• **PROBLEM STATEMENT**: For the entries that follow, say how many lines hold the string "blonde", with nothing else in the reply.

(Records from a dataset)
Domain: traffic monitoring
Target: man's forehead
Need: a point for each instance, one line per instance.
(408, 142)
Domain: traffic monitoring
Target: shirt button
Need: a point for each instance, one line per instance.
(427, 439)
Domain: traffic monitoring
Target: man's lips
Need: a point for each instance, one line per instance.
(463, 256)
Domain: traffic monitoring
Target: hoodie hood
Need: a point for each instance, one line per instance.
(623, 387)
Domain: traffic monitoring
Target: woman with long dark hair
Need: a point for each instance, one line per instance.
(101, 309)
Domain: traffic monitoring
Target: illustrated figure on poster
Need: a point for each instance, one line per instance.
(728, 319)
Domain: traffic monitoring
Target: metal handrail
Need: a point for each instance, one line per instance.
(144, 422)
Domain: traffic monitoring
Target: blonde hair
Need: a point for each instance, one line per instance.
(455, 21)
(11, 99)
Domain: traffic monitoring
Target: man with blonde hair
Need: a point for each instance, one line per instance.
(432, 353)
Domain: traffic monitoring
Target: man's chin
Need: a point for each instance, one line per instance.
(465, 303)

• **RESULT BELOW**: 2